# WHAT TO PRODUCE:
Starting at the first line below and ending with the line that contains "Query: man standing with hands in pockets", rewrite those lines as a JSON list of strings with one string per line, leaving out any blank lines.
+++ THE DATA
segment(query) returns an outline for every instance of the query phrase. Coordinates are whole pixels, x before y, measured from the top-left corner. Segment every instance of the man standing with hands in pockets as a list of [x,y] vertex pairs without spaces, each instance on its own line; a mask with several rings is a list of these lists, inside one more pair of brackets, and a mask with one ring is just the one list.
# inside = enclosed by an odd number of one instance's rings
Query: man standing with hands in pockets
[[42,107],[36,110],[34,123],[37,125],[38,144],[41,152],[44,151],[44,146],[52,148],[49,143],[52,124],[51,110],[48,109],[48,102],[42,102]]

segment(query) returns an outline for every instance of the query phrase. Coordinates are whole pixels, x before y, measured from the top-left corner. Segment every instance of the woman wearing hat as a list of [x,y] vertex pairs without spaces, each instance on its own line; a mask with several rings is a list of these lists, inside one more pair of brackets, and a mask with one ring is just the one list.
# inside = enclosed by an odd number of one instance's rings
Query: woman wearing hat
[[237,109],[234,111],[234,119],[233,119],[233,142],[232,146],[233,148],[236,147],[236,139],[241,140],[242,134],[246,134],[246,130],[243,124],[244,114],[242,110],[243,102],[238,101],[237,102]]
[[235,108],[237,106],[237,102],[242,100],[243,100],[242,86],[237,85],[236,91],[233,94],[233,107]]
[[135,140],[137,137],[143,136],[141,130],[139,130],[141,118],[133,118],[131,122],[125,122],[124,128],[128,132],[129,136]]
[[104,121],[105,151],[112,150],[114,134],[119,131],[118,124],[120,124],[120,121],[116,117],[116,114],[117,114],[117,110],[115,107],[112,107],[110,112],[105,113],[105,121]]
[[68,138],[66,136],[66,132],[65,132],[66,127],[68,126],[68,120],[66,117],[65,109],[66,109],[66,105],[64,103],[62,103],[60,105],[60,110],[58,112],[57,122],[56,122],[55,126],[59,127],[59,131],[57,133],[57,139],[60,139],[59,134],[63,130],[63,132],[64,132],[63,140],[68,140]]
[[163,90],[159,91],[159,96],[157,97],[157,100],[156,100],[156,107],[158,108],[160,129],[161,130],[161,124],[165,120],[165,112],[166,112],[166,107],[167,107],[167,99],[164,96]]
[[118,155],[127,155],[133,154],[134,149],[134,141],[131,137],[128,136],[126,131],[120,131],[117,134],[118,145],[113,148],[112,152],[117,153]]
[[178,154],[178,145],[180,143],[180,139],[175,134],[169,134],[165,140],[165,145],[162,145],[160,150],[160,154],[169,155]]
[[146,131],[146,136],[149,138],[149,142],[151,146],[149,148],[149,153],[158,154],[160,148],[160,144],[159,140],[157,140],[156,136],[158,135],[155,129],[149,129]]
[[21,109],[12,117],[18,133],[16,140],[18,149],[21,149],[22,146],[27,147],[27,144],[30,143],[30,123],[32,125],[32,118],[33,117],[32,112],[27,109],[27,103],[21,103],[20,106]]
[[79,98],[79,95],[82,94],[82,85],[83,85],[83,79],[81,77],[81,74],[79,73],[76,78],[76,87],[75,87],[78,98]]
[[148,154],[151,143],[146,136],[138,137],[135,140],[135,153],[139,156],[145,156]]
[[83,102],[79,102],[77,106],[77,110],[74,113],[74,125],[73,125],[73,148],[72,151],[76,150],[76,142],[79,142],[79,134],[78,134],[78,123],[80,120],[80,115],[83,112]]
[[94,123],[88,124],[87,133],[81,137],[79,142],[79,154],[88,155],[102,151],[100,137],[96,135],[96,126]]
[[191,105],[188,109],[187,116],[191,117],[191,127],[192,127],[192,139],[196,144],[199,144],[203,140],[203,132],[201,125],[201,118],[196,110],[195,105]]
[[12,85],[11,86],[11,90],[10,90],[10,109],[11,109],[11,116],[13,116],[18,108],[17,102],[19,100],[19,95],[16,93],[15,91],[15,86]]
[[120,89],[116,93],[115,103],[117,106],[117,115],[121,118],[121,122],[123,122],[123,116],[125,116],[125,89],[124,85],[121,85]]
++++++
# REPLY TO THE EXERCISE:
[
  "segment(query) returns an outline for every instance of the query phrase. Coordinates are whole pixels, x before y, measured from the top-left corner. Segment every instance of the man standing with hands in pockets as a list of [x,y] vertex pairs without spaces, each instance on its own line; a mask with several rings is a list of these lists, inside one more pair of brackets, and a mask with one ring is just the one list.",
  "# inside = enclosed by an odd number of one instance's rings",
  "Query: man standing with hands in pockets"
]